# I hate pears



## Basementgeek (Feb 7, 2005)

One thing that grew well this year was my pear tree. Didn't mention that I don't like pears, I eat about 2-3 year is all. The tree was here when I moved in, back a dozen years ago.

I have been trashing 4-5 , 5 Gallon buckets (about 20 pounds each) every week, today I pitched 7 buckets full. If they hit the ground they go to the trash can. Good ones I put out for my neighbors, to eat.

Most were pretty small, but I got one today was to that was 13.8 oz - 
.391 kg size.

BG


----------



## DonaldG (Aug 23, 2007)

I love pears - send me your surplus..:smile:

When we had a citrus fruit orchard in New Zealand, we had so much fruit that we filled box loads. Put them on the pavement by the gate with a sign "Help Yourself".


----------



## SABL (Jul 4, 2008)

Oh well.....I might as well bring this thread back to the top of the list.

I have seen BG's pear trees and one of them needs to be cut for firewood. There is no way to prune one of the trees in a reasonable manner and it should be removed due to the distance from his garage. The tree really does encroach the structure and just needs to be gone. Pollination could a factor for the remaining tree if cross pollination is needed but that could be a boon in reducing the crop and BG will benefit with a reduction in the area of disposal of unwanted fruit.

== Prompt A ==
Please reproduce the pear thread word for word from "## DonaldG (Aug" to "of the list.".
== Prompt B ==
Answer these questions from the pear thread above:
(i) How much did the largest pear Basementgeek mentions weigh?
(ii) What did the sign by DonaldG's gate say?
(iii) What does SABL say should be done with one of BG's pear trees?

== Data ==

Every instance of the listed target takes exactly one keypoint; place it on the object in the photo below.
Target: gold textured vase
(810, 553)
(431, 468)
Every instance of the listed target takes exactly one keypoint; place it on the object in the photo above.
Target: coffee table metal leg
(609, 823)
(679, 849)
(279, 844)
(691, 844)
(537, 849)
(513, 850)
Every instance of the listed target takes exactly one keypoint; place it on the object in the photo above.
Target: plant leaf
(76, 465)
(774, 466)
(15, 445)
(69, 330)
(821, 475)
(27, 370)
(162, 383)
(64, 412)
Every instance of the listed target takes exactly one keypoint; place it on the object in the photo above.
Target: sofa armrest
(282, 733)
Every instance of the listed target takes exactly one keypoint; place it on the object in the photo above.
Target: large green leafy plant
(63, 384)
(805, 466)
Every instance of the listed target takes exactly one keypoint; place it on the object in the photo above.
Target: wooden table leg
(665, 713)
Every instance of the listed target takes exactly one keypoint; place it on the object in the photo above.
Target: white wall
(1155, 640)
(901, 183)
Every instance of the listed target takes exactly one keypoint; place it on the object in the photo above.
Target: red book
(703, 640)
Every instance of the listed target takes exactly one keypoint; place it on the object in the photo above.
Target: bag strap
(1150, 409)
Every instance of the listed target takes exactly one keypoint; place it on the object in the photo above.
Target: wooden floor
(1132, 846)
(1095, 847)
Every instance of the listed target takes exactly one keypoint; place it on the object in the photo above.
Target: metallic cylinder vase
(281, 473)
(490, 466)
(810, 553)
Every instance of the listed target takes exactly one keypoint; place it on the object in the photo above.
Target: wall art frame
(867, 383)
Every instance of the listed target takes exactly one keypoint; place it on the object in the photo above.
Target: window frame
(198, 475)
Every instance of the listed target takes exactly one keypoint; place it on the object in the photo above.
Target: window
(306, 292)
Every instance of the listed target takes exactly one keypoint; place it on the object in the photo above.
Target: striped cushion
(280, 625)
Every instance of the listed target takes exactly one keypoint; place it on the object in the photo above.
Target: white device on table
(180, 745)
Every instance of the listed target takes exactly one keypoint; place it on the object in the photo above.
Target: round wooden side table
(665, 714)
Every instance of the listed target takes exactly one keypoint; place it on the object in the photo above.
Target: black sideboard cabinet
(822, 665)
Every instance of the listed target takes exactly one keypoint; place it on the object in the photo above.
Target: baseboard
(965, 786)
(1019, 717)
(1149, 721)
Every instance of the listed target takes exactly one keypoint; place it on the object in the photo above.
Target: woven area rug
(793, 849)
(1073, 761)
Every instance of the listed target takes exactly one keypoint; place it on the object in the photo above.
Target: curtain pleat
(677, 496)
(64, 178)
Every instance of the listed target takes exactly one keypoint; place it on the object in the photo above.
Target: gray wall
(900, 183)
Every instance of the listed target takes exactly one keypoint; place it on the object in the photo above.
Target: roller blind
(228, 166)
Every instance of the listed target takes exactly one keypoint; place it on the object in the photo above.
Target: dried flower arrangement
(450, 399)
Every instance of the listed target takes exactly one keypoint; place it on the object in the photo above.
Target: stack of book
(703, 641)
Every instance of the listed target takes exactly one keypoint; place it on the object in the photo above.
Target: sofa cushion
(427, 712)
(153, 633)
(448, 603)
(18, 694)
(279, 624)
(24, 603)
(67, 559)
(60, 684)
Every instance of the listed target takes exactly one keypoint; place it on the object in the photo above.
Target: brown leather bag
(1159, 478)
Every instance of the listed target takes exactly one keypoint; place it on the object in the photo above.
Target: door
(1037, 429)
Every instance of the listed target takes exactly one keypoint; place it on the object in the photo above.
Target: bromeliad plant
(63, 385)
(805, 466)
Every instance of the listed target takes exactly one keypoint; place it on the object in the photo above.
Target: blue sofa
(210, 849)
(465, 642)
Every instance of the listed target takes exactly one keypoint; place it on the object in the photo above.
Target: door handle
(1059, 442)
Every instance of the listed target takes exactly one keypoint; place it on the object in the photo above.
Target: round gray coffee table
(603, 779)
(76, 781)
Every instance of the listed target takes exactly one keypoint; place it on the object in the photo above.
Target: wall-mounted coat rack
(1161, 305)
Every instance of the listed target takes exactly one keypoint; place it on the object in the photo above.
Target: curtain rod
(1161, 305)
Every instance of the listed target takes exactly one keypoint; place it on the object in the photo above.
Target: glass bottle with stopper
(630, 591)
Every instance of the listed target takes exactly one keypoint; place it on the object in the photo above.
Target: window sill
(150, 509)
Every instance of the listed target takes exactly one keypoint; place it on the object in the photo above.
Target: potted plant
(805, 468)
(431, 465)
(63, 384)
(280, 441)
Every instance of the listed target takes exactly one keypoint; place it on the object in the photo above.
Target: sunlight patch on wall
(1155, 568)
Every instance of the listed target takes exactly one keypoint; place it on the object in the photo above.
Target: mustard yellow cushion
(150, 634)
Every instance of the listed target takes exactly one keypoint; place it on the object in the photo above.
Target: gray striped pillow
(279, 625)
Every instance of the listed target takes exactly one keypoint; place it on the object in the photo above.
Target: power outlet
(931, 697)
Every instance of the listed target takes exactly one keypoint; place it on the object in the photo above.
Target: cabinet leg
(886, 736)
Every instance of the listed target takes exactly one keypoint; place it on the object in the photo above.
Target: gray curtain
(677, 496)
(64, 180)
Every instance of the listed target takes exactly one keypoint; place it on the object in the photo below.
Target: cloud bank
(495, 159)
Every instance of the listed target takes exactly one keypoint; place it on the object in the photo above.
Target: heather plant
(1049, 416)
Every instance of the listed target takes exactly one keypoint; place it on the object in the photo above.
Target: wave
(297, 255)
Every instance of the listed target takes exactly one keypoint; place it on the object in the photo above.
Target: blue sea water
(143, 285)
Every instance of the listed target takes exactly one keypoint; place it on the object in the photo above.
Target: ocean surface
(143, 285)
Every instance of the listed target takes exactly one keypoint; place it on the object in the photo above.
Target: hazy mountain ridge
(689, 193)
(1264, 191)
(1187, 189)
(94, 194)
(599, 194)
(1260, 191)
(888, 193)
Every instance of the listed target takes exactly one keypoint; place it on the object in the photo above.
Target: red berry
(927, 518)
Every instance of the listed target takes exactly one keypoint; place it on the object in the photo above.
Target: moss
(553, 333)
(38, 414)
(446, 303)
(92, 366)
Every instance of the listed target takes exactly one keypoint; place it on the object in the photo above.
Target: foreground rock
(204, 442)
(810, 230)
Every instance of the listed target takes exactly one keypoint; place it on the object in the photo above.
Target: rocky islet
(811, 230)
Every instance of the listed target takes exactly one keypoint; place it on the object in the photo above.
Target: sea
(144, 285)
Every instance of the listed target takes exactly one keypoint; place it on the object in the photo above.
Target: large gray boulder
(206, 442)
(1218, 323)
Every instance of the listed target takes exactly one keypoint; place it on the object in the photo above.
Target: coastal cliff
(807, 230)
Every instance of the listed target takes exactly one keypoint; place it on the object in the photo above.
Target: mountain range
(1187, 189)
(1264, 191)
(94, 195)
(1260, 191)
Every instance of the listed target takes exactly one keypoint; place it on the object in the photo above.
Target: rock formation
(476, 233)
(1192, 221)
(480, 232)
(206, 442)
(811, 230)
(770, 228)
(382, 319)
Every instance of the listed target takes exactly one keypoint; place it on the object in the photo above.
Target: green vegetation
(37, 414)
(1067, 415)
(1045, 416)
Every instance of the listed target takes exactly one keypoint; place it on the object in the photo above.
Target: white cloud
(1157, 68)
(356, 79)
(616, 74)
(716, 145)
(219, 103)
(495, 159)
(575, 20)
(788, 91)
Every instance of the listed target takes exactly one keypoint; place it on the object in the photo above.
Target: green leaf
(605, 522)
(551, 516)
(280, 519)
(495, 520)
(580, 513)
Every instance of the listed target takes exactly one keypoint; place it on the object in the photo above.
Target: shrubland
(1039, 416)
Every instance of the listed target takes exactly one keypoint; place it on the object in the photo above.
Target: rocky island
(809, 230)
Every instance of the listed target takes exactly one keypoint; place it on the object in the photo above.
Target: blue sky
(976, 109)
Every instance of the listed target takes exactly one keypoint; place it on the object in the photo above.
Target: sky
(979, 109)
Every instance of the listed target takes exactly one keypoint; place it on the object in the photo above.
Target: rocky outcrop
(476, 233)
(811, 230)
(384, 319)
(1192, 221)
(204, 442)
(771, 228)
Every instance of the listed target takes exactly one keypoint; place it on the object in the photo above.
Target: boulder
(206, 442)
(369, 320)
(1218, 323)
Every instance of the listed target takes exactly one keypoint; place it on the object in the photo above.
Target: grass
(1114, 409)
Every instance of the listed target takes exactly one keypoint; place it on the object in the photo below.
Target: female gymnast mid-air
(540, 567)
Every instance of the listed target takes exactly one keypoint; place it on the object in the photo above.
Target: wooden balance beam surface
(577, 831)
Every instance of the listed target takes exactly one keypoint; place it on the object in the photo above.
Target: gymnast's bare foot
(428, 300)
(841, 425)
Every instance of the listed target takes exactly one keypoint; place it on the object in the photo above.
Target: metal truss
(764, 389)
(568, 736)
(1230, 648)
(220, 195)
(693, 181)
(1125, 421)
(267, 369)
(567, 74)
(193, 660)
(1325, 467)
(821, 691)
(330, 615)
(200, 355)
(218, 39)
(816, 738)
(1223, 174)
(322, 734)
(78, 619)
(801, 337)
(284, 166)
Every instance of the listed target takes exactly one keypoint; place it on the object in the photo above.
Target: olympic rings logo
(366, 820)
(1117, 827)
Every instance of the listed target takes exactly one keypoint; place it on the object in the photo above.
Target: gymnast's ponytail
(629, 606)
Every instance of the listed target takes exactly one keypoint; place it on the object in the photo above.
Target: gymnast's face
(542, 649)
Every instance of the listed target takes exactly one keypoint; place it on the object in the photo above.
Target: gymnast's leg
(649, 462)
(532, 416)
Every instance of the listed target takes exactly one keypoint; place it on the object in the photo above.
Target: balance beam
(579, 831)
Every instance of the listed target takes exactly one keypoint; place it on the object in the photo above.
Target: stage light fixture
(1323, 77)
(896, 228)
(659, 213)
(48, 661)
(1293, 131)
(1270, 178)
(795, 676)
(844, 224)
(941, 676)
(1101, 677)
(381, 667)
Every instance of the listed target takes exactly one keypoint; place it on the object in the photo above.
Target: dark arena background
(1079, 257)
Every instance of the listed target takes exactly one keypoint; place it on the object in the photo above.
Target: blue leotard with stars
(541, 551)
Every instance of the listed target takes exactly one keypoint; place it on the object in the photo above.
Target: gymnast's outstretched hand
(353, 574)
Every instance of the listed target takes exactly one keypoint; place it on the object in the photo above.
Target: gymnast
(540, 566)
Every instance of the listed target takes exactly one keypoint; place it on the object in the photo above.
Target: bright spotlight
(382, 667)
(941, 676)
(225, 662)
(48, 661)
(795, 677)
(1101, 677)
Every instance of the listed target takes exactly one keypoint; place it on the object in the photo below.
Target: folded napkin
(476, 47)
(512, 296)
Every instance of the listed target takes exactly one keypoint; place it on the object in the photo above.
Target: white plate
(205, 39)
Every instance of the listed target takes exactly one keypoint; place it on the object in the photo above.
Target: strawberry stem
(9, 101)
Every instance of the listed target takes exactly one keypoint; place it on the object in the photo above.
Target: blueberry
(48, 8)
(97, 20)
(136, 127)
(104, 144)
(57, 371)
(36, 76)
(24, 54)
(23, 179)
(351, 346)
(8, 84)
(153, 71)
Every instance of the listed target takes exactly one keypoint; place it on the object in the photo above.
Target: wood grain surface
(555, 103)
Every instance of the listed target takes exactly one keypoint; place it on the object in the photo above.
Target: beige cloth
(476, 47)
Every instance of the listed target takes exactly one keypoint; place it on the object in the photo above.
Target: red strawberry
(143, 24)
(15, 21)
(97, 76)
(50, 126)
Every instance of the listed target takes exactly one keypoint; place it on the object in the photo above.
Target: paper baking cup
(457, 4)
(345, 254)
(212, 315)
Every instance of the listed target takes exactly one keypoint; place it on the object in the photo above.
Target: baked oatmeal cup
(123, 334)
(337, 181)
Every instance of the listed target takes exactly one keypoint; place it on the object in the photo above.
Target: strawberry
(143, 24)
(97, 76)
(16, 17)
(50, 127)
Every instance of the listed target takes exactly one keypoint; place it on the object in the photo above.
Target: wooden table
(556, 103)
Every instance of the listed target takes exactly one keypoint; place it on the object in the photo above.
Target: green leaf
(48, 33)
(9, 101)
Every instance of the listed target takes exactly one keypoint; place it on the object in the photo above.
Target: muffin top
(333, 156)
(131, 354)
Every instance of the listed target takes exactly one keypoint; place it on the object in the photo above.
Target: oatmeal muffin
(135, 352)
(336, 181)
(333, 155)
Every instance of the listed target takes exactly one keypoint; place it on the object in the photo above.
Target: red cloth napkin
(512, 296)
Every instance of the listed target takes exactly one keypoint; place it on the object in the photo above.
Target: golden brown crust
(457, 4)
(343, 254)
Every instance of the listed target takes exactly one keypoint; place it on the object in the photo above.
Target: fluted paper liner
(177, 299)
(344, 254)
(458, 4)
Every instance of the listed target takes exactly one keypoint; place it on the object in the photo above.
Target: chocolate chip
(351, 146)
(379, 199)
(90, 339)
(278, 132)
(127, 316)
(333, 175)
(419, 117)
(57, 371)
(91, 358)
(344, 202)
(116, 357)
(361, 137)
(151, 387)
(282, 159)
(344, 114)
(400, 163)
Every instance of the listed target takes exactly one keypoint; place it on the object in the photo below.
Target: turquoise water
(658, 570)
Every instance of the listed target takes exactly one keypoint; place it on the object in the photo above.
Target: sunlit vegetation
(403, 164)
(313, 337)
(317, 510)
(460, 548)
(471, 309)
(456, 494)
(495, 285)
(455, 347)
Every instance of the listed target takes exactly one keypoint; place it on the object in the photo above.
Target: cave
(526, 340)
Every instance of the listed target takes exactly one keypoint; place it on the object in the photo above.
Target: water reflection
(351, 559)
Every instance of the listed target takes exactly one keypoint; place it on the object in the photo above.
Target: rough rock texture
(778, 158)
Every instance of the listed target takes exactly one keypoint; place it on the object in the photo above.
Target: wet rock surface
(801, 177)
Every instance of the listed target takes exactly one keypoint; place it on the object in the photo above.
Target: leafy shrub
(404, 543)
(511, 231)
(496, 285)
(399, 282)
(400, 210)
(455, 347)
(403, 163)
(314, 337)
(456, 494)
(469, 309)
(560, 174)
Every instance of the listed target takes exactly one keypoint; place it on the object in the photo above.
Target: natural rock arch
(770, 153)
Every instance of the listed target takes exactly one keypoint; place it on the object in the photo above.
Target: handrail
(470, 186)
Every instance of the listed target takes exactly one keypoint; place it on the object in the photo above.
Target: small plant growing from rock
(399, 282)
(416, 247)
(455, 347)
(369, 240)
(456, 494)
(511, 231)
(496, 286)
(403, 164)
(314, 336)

== Expected output A ==
## DonaldG (Aug 23, 2007)

I love pears - send me your surplus..:smile:

When we had a citrus fruit orchard in New Zealand, we had so much fruit that we filled box loads. Put them on the pavement by the gate with a sign "Help Yourself".


----------



## SABL (Jul 4, 2008)

Oh well.....I might as well bring this thread back to the top of the list.

== Expected output B ==
(i) 13.8 oz (.391 kg)
(ii) "Help Yourself"
(iii) It should be cut for firewood.